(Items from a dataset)
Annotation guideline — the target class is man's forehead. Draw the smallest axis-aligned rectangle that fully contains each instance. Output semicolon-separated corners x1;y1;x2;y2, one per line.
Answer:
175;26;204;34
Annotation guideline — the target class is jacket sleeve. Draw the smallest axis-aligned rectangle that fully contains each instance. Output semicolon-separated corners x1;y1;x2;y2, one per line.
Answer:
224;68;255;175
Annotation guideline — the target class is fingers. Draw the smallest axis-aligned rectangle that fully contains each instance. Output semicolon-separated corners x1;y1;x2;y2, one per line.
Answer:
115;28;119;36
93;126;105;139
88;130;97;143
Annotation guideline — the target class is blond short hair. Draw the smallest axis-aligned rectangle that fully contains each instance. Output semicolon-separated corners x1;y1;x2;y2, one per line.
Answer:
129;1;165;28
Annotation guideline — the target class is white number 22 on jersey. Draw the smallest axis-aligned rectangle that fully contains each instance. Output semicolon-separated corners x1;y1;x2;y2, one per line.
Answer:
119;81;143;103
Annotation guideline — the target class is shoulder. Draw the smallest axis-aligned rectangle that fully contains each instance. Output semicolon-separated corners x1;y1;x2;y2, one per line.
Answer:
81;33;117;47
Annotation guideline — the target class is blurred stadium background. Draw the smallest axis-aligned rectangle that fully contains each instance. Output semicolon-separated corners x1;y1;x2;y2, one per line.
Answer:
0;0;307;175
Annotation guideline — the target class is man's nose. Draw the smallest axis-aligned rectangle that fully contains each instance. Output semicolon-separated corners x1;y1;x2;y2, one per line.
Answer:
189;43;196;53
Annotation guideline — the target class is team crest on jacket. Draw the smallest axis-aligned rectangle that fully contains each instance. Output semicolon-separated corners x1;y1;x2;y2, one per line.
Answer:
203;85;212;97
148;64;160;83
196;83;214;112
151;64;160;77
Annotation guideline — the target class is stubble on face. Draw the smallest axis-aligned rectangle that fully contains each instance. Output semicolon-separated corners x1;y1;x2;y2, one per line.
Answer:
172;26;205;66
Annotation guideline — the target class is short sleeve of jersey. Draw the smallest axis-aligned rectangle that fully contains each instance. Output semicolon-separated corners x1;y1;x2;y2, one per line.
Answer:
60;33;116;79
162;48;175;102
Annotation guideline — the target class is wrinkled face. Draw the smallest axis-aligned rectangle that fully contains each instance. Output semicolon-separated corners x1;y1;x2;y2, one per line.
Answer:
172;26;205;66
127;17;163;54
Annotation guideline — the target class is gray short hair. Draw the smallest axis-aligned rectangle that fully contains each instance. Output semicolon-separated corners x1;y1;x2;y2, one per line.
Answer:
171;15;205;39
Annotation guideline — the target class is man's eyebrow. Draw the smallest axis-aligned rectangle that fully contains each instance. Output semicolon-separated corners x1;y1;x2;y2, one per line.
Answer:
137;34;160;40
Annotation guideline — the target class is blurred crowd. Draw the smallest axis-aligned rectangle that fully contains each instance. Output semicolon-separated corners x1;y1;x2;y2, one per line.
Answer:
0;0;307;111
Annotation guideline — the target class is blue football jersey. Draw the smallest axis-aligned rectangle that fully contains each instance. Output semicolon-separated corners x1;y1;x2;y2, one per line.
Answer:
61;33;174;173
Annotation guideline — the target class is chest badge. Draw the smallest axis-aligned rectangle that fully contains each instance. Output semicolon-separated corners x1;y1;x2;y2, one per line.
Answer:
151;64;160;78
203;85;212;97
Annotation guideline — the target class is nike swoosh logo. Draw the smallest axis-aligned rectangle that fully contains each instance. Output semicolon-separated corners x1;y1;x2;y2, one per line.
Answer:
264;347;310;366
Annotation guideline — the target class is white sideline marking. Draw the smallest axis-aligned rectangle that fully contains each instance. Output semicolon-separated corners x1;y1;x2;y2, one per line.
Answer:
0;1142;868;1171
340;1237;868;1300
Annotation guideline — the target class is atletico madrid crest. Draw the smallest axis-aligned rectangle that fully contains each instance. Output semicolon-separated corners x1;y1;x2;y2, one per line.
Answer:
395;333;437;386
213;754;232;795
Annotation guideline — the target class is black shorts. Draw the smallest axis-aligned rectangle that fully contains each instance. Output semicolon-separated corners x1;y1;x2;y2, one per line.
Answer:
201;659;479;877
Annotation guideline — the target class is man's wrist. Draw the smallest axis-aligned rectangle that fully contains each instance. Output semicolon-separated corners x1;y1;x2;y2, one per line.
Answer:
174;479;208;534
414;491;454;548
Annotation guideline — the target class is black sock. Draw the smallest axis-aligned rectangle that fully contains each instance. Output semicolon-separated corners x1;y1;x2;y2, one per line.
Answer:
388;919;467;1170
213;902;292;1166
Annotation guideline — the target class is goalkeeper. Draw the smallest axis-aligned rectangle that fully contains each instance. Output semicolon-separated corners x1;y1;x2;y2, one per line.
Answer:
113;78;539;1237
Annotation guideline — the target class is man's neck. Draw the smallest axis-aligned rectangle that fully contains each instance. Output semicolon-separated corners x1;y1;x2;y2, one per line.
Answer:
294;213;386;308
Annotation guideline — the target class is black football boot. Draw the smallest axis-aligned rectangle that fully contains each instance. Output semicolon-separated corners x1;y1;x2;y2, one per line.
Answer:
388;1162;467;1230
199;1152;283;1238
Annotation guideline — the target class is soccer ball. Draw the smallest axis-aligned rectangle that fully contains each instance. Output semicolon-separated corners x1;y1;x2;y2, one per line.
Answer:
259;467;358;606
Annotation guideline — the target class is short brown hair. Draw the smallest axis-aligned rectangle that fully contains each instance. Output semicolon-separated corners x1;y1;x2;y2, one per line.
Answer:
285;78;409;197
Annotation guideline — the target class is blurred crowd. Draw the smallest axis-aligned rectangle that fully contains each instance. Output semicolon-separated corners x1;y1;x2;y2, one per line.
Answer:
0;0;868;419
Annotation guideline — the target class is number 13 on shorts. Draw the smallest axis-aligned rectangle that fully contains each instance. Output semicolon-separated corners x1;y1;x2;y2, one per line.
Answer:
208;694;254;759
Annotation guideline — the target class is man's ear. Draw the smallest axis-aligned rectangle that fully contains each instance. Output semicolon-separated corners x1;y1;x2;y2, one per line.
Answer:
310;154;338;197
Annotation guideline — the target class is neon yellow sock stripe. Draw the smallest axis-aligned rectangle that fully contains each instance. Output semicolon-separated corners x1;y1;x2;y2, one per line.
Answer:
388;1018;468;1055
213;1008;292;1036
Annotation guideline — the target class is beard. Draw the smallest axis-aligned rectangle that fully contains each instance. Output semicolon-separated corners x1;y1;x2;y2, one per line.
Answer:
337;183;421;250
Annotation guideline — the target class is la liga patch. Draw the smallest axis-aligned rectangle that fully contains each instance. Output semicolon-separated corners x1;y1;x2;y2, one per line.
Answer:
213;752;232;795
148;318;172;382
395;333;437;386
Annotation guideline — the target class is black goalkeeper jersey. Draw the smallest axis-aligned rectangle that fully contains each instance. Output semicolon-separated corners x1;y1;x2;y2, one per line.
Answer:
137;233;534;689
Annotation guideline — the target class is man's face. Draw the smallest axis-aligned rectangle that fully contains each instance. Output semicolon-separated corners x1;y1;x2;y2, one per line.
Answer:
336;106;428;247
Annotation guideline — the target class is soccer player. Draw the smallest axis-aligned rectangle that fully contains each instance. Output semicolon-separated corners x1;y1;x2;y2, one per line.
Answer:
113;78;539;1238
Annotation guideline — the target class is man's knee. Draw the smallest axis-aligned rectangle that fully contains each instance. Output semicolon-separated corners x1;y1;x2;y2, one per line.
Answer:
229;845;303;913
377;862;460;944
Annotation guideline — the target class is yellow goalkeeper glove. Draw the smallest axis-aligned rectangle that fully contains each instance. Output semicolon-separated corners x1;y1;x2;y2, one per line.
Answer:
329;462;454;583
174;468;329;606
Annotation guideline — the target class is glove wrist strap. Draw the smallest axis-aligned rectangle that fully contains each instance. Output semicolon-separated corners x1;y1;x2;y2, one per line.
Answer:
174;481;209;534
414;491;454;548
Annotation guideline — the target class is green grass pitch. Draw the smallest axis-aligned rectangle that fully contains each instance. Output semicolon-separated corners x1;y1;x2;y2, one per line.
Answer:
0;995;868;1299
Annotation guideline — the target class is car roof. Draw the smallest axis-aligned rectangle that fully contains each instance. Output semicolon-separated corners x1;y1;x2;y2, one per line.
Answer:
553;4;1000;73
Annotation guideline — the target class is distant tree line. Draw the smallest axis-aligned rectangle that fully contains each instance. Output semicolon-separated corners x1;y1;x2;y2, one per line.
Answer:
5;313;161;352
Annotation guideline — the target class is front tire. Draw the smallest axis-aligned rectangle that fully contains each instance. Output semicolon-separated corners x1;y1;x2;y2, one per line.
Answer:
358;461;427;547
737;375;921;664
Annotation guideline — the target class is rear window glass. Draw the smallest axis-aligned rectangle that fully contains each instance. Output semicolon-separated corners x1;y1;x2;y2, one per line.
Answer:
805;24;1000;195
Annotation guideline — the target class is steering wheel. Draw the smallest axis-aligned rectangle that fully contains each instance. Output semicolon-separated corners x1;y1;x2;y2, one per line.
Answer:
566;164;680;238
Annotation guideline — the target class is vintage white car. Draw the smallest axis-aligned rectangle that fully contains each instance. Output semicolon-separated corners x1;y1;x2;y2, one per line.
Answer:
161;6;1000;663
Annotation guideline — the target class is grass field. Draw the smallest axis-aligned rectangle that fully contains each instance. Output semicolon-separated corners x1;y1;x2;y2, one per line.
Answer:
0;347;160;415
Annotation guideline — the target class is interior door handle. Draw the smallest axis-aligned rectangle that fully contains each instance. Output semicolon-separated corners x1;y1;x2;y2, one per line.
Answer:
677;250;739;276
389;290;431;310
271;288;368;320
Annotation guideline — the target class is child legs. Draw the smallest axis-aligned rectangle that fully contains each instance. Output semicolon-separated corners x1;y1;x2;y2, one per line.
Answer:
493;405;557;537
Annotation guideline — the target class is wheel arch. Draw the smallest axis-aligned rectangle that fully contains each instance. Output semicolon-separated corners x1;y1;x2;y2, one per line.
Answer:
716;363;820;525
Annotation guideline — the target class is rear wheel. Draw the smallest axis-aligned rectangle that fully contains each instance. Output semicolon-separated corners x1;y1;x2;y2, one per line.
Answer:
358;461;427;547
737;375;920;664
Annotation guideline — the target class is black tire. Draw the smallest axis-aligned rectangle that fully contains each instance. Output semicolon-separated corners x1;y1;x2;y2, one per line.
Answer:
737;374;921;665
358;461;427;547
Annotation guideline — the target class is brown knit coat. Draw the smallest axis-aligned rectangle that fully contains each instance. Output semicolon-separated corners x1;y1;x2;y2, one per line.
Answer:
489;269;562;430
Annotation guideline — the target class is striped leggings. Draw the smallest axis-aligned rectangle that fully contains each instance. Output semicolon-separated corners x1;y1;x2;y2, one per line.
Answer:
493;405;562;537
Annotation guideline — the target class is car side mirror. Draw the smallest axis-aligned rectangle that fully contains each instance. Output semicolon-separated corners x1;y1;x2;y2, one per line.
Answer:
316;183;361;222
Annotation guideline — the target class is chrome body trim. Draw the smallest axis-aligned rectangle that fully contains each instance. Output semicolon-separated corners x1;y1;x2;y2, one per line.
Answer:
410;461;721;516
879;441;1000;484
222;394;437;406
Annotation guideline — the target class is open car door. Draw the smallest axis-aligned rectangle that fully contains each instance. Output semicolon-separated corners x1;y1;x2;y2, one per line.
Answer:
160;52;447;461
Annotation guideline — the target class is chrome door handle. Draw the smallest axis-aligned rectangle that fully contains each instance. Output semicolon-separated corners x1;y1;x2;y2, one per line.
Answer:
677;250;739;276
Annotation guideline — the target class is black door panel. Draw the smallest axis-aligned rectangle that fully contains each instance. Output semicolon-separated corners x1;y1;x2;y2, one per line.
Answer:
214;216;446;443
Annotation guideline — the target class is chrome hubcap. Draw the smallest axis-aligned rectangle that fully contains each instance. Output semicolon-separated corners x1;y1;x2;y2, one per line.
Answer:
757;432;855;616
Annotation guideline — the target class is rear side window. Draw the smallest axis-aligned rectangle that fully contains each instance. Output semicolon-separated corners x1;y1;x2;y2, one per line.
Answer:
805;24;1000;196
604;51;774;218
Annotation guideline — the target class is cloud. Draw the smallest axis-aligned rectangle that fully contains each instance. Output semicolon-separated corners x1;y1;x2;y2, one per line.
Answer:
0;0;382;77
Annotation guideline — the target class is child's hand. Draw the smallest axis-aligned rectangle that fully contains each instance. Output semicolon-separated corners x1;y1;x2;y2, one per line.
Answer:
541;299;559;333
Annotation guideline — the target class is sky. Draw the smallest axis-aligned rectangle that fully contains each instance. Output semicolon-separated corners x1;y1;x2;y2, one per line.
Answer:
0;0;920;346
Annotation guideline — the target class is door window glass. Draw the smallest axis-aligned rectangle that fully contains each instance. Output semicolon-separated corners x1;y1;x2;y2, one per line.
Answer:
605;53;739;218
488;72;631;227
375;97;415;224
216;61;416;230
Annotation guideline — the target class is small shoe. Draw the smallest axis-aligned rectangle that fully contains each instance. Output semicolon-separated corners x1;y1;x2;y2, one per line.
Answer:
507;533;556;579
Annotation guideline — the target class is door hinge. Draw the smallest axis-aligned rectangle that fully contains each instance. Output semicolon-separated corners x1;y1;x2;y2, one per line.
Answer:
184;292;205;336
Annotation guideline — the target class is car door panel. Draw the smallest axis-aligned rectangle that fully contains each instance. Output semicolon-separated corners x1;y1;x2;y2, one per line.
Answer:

--- GIVEN PROBLEM ---
Copy out the lines above word for word, from the line holding "Annotation guideline — the target class is car roof." through the line holding "805;24;1000;195", including both of those lines.

--- TASK RESPONSE ---
Annotation guideline — the target class is car roof. Draw the smallest axis-aligned rectangle that fully contains each instance. Output semicolon-separated corners x1;y1;x2;y2, one per line.
Answer:
553;4;1000;73
Annotation guideline — the target class is distant tree line. Draw the smallest axis-aligned rectangle that fully contains each instance. Output semicolon-separated corners x1;y1;x2;y2, one per line.
Answer:
5;313;161;352
Annotation guideline — the target class is front tire. Draw the smallest axis-aligned rectangle that fully contains each instance. Output semicolon-separated corners x1;y1;x2;y2, one per line.
Answer:
358;461;427;547
737;375;921;664
Annotation guideline — the target class is rear window glass. Draw the smallest axis-aligned rectangle that fully contains each instance. Output semicolon-separated corners x1;y1;x2;y2, one per line.
Answer:
805;24;1000;195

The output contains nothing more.